Dataset entries →
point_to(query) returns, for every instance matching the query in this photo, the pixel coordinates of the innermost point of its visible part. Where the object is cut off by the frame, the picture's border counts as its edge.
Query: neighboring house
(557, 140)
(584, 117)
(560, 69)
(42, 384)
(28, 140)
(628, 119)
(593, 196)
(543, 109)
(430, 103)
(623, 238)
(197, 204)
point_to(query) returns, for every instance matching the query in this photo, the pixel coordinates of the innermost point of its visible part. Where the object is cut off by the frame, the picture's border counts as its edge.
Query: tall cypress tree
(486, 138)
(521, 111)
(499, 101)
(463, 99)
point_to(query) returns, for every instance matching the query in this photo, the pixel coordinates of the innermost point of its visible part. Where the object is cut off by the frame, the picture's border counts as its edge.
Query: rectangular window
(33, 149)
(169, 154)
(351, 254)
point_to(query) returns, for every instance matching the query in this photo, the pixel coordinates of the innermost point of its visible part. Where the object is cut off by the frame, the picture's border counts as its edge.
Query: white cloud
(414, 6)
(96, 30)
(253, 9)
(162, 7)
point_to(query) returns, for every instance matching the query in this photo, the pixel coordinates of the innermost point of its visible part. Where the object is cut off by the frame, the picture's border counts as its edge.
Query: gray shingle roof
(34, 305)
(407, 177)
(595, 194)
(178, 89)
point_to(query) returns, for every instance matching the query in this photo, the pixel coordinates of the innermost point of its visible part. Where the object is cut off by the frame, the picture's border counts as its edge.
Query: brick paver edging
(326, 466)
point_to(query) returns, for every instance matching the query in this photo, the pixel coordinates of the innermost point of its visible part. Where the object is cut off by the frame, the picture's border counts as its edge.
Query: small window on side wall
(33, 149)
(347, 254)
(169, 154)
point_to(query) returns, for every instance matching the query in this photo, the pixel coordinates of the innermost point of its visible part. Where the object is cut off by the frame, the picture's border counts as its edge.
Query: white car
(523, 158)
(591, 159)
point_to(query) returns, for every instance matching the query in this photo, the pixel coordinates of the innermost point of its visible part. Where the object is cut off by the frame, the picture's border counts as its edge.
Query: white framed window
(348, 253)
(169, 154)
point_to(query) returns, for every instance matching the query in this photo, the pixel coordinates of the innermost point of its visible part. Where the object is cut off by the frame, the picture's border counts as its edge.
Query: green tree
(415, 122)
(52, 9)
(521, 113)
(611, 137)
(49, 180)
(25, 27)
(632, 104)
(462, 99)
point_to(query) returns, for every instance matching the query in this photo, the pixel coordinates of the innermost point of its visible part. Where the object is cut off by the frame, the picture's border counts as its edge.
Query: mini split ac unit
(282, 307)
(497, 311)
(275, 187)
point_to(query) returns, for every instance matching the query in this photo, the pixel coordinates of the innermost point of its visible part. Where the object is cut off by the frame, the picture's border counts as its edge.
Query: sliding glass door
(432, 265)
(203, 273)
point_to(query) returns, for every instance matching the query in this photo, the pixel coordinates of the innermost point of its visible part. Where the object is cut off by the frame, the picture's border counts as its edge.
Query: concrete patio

TASK BRIEF → Every record above should be written out exactly.

TASK OUTPUT →
point_to(query) returns, for every instance matching the query in this photo, the pixel coordinates of the innermost point of its visible part. Where the object is cut off by the frame, the picture's border counts as its edge.
Query: neighboring house
(557, 140)
(584, 117)
(560, 69)
(42, 384)
(28, 140)
(628, 119)
(593, 196)
(543, 109)
(430, 103)
(623, 238)
(197, 204)
point_to(query) returns, for every instance matching the query in this photo, the pixel coordinates of the innermost point of its visible part. Where the object is cut off by the frame, the picture's border counts as its edge.
Query: tall cypress tree
(486, 138)
(521, 111)
(499, 101)
(463, 99)
point_to(query) returns, for every instance matching the query in this photo, the pixel coordinates of the innermost point of its visible part. Where the object is cut off by the frame, the picture's border counts as its edge.
Query: rectangular window
(33, 149)
(169, 154)
(351, 254)
point_to(query) returns, for every instance matching the query in this photo, the pixel coordinates of the innermost point of its visible part. Where the object is cut off by the frame, the picture's border counts as its edge.
Query: white cloud
(414, 6)
(96, 30)
(253, 9)
(162, 7)
point_to(query) returns, for every instance matching the query in this photo, the pixel coordinates of the innermost point of its visible part. Where the object is cut off by the frame, the picture's border counts as its edge.
Query: gray shingle roof
(34, 305)
(407, 177)
(595, 194)
(178, 89)
point_to(query) returns, for every instance matching the query in this photo, the pixel coordinates of the innermost point of its visible part. Where the object is cut off by the frame, the picture's border counts as its edge.
Query: brick paver edging
(326, 466)
point_to(query) returns, for every instance matching the query in this photo, the pixel coordinates of the innermost point of its visible part. Where the object is cut off by the frame, the picture's border counts as its edge.
Query: small window on side wall
(33, 149)
(347, 254)
(169, 154)
point_to(query) returns, for every instance matching the query in this photo, the pixel coordinates of the innermost point of its visible part. Where the object is cut off by the frame, the picture's border counts as its edge.
Query: white car
(523, 158)
(591, 159)
point_to(query) returns, for every instance matching the query in this photo, the pixel coordinates of the innermost point of its visible part. Where the object is cut off by the frame, the picture's border counts as its edge.
Query: white framed window
(348, 253)
(169, 154)
point_to(query) returns, for every instance matching the query in this photo, the pixel coordinates of the innermost point of its visible part. Where the object is cut off by the frame, the picture's border counts as its edge.
Query: green tree
(415, 122)
(52, 9)
(521, 113)
(611, 137)
(49, 180)
(25, 27)
(632, 104)
(462, 99)
point_to(query) returns, for every instance matching the query in this photo, the pixel coordinates of the innermost point of its visible part. Where the object is cut off by the frame, the picture's border counts as its edge.
Query: mini split ac unit
(282, 307)
(497, 311)
(275, 187)
point_to(query) returns, for every instance matching the query in this photo, the pixel coordinates of the innermost point of its visible part. Where the object is cut off by the frame, the picture's border counts as its edge.
Query: sliding glass door
(432, 265)
(203, 273)
point_to(query) returns, for every instance matching the query in this photo, the pixel coordinates of the innermost point of its visible part. Where the object is cut off by the frame, the picture's border counts as its edge.
Query: concrete patio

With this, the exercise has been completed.